━━━━━ DOCUMENT SECTION
Roush's New Supercharger Puts 810 Legal Horsepower Under a Stock-Looking Mustang Hood
The 2026 Roush Mustang Supercharger bolts in with zero cutting or drilling, and it's now 50-state legal.
Roush Performance's new supercharger kit for the 2026 Mustang GT and Dark Horse pushes the 5.0-liter Coyote V8 to 810 horsepower and 630 lb-ft of torque — and does it without a single cut, drill, or body modification. Developed in partnership with Magnuson Superchargers, the kit centers on an inverted Eaton TVS R2650 unit in a front-inlet, front-drive layout that reuses the factory dual 80mm throttle bodies and fits entirely under the stock hood and K-brace.
Peak boost lands at 13 psi at 7,500 rpm, managed by high-efficiency twin intercoolers, a large front-mounted heat exchanger, and a high-flow Bosch PCE intercooler pump to keep intake temperatures in check under sustained load. The system is plug-and-play on the wiring side and uses Roush's own Diagnostic Tool software for OEM-level flash reliability — the kind of installation experience that's historically been rare at this power level.
━━━━━━━━━━
━━━━━ INFORMATION PROVIDED
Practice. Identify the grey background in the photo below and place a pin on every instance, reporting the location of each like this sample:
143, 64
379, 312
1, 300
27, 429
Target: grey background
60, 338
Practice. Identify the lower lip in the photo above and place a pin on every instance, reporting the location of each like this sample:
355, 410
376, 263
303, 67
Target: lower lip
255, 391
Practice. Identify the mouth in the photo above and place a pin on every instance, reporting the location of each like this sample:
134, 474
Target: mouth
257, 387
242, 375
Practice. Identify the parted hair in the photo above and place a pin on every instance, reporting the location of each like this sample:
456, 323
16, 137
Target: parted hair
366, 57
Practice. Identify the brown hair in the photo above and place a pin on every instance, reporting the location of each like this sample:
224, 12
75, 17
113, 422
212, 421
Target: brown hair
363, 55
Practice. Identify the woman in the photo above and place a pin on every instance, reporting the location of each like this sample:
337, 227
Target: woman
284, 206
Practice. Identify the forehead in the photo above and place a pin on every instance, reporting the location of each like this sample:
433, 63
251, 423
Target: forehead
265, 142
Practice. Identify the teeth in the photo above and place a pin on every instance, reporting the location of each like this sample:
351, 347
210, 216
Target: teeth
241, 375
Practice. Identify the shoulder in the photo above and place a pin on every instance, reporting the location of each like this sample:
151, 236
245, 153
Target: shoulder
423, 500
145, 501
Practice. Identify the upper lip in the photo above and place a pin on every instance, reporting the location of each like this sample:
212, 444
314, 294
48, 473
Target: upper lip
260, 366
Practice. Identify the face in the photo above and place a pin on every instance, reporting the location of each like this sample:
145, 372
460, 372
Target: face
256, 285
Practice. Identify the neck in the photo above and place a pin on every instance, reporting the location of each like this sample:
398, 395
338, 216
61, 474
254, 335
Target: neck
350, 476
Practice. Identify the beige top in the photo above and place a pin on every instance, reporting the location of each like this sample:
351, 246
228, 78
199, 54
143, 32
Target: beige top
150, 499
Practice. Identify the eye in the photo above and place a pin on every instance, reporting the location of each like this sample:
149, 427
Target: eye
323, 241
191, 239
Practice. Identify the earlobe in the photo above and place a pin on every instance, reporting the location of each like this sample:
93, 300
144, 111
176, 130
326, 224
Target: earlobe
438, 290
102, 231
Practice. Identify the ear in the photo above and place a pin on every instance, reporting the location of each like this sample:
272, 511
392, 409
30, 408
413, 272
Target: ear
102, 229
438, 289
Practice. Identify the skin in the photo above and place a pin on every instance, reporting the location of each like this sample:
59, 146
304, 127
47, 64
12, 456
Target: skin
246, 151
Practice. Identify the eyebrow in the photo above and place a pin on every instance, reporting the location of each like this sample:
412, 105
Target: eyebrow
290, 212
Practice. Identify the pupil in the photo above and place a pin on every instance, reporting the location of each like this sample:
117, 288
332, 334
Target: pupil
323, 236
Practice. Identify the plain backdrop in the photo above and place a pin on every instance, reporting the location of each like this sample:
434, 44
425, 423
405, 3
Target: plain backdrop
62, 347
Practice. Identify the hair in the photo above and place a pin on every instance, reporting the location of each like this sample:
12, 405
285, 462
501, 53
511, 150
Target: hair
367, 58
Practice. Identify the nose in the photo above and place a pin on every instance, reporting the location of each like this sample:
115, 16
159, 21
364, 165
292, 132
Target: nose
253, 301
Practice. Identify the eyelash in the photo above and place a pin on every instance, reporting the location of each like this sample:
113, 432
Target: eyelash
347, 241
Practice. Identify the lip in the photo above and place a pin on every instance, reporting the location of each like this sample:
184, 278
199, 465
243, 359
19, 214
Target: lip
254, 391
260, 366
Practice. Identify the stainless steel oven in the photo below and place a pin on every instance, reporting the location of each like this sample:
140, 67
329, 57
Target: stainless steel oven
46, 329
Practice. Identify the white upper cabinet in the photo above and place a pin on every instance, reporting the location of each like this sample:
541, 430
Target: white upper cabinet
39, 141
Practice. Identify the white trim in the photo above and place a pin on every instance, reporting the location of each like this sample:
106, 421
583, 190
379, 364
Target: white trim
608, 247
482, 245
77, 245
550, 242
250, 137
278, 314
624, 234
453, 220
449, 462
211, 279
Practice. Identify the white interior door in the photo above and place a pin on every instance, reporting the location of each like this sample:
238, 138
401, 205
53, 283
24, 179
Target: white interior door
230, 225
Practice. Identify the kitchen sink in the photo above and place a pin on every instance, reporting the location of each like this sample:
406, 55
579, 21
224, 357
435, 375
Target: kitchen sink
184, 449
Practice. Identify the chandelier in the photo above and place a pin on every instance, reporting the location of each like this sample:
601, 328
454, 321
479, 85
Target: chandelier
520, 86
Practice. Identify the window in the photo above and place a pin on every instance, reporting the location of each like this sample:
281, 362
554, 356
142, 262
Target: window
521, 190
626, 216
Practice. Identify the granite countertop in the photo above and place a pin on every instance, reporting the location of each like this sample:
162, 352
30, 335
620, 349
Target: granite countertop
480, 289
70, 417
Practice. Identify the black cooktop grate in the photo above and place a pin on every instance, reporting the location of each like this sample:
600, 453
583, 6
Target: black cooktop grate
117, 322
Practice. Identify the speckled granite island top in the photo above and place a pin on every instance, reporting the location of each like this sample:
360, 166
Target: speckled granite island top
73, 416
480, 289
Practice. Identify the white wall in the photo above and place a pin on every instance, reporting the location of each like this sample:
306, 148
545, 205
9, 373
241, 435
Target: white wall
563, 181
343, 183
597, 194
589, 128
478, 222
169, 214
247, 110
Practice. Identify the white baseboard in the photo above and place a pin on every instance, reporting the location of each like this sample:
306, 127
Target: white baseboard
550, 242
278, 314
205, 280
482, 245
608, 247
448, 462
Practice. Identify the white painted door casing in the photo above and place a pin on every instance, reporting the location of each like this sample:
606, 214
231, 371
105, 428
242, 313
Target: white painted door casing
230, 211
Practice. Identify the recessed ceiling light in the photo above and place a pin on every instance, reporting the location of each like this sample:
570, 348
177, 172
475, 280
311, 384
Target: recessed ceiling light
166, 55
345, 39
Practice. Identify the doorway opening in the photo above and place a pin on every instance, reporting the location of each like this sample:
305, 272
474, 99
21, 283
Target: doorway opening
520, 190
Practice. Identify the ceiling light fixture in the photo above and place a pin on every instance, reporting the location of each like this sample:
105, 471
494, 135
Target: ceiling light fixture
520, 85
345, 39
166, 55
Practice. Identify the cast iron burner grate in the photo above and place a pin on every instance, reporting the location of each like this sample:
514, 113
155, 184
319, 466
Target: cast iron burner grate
━━━━━━━━━━
### YOUR TASKS
1/ According to the Roush Mustang supercharger article, what is the peak boost, and at what engine speed is it reached?
2/ Continue the Roush Mustang supercharger article from the point where it stops.
The rows are not needed for anything here.

### TASK RESULTS
1/ Peak boost is 13 psi at 7,500 rpm.

2/
The bigger news for California buyers specifically: the kit now carries E.O. approval, making it legal for sale and installation in every state that requires an Executive Order number for aftermarket forced induction. That's frequently the sticking point that keeps big-power supercharger kits out of reach for buyers in emissions-strict states, and Roush clearing it removes that barrier entirely.
It retails for $10,399, backed by a 3-year/36,000-mile limited powertrain warranty. For reference, Ford's own in-house option — a Whipple-built kit sold through Ford Racing Parts — makes a similar 810 hp in the Mustang GT and Dark Horse (with active valve exhaust) and 700 hp in the F-150, meaning Mustang buyers now have two 50-state-legal, three-digit-horsepower supercharger paths to choose between at the parts counter.